_Exercise aim:_ Find the lines of the records in which the word "positive" appears and report how many there are, as a number alone.
-- Raw data follows --
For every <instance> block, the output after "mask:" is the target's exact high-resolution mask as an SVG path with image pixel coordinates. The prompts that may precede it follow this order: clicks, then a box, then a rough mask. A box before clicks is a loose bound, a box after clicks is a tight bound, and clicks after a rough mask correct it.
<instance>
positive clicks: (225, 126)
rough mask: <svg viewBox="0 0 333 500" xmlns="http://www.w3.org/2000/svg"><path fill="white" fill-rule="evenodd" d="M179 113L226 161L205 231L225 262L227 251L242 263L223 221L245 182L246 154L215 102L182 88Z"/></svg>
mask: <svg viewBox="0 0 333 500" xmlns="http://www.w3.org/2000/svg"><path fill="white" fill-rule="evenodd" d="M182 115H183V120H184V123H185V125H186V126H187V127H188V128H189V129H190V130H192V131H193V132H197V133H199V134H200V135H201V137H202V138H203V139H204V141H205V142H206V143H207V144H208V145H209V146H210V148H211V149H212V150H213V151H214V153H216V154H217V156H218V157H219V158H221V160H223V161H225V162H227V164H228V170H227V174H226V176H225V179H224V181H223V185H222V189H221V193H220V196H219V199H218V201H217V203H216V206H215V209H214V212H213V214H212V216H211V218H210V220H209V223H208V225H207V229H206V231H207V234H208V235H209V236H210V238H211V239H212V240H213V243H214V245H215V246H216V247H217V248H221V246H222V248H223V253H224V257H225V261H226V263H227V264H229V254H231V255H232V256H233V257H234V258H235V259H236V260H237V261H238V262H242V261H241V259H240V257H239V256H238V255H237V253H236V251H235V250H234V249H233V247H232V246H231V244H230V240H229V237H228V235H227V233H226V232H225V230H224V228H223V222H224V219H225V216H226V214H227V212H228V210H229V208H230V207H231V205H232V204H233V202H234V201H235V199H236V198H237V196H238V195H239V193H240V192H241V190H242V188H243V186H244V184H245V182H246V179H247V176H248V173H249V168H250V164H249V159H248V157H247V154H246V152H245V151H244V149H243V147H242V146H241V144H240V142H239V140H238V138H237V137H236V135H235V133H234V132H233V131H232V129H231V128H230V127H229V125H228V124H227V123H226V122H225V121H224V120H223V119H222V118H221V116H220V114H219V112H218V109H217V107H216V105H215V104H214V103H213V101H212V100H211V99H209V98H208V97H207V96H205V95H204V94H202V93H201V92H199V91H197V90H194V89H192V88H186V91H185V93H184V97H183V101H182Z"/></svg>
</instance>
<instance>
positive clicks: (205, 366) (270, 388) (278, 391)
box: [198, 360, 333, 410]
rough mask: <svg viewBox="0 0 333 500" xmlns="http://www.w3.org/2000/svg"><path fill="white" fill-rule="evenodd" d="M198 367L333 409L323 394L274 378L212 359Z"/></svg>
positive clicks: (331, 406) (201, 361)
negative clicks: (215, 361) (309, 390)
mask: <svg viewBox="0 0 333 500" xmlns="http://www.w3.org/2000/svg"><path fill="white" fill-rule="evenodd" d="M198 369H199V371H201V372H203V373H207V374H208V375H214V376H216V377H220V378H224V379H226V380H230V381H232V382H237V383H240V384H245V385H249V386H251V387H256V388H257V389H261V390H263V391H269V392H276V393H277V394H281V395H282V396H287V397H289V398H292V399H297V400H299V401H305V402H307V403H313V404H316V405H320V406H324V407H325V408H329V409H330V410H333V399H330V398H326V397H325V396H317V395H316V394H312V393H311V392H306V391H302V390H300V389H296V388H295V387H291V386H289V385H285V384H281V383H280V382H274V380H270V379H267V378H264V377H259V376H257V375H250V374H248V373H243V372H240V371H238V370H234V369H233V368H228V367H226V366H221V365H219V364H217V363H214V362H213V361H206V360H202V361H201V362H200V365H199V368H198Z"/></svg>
-- Raw data concluded --
_Answer area:_ 3